> Data for processing:
= Beginning of Section =

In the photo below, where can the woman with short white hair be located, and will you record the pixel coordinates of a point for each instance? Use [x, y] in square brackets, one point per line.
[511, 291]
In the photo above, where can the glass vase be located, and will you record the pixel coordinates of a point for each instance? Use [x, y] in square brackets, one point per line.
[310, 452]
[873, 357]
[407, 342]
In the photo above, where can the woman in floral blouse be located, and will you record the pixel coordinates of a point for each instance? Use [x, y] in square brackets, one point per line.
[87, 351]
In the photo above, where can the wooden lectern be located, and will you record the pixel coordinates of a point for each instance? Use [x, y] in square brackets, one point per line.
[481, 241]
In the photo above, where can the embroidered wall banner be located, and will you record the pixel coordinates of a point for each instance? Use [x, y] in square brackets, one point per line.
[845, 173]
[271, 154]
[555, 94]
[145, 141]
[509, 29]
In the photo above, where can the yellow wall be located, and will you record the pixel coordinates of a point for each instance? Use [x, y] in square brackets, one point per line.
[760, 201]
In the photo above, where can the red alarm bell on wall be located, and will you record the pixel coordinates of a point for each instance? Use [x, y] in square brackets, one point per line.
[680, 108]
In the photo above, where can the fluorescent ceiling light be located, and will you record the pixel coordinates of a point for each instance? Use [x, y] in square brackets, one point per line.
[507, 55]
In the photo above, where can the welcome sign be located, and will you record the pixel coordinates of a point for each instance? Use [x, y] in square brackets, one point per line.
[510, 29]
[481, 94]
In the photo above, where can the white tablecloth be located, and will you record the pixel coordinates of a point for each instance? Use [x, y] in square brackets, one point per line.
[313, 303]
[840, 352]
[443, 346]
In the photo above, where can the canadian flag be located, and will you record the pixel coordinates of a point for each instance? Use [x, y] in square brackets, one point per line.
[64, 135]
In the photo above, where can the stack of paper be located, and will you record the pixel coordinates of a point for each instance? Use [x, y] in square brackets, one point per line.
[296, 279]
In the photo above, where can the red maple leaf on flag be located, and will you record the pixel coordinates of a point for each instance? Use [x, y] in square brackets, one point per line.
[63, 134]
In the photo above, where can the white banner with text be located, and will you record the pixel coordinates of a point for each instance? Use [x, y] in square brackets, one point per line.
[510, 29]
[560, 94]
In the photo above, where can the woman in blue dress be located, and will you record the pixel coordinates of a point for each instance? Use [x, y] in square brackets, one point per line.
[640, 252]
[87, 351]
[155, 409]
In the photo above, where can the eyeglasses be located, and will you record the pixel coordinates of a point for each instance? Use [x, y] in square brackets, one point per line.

= End of Section =

> Prompt: Please print each entry once more, exactly as it reads.

> Exercise output:
In the photo below, where can the woman with short white hair be located, and will you record the pixel coordinates of a point for each instance? Use [x, y] in square brackets, one point per line.
[511, 291]
In the photo above, where can the glass vase be located, and will you record the pixel coordinates of a point for each instance? Use [x, y] in square brackets, one point per line.
[310, 452]
[873, 357]
[407, 342]
In the photo above, where can the woman in floral blouse be located, and will you record the pixel coordinates of a point for each instance? Use [x, y] in square brackets, one point per line.
[87, 351]
In the photo above, where can the wooden lectern be located, and will you record the pixel coordinates of a point for each instance? Use [x, y] in square brackets, one point per line.
[481, 241]
In the photo above, where can the embroidered wall banner be located, and will you record the pixel coordinates of a point for each instance? Use [x, y] in square brackets, one point per line.
[845, 173]
[271, 154]
[555, 94]
[145, 141]
[509, 29]
In the photo above, where can the yellow wall be located, and will you record the pixel coordinates of a point for each instance? Use [x, y] in square brackets, one point per line.
[760, 201]
In the photo above, where can the red alarm bell on wall be located, and will you record the pixel coordinates of a point for each instance? Use [x, y] in square brackets, one point per line.
[680, 108]
In the photo above, where can the fluorescent ceiling light be located, and will you record the pixel coordinates of a point for each instance? Use [x, y] in square brackets, one point per line.
[507, 55]
In the photo above, where can the welcome sign be located, and will you record the pixel coordinates of a point for each instance? Use [x, y] in square brackets, one point per line.
[510, 29]
[481, 94]
In the photo above, where can the white tablecloth be located, and will you record the pixel coordinates of a point for each instance? Use [x, y] in square brackets, one point per line.
[313, 303]
[840, 352]
[443, 346]
In the photo above, where can the canadian flag be located, and will you record the pixel coordinates of a point for each instance? Use [x, y] in square brackets, one point per line.
[64, 135]
In the photo above, where can the stack of paper be located, and will you record the pixel coordinates of a point for each instance? Use [x, y] in square brackets, one point per line.
[296, 279]
In the photo above, where can the red maple leaf on flag be located, and will you record the pixel coordinates of a point for each instance? Use [x, y] in square brackets, one point per line.
[63, 134]
In the photo above, where can the white banner with text be located, and will you record the pixel coordinates of a point for each instance? Use [x, y] in square brackets, one point per line.
[510, 29]
[560, 94]
In the photo above, where can the woman in blue dress be located, and will you record the pixel coordinates of a point for each instance? Use [x, y] in square brackets, one point per line.
[640, 252]
[87, 351]
[155, 409]
In the photo above, where can the eyeglasses be located, and will you record the pixel coordinates of a point for each instance? Use [x, y] in square brackets, one point per line.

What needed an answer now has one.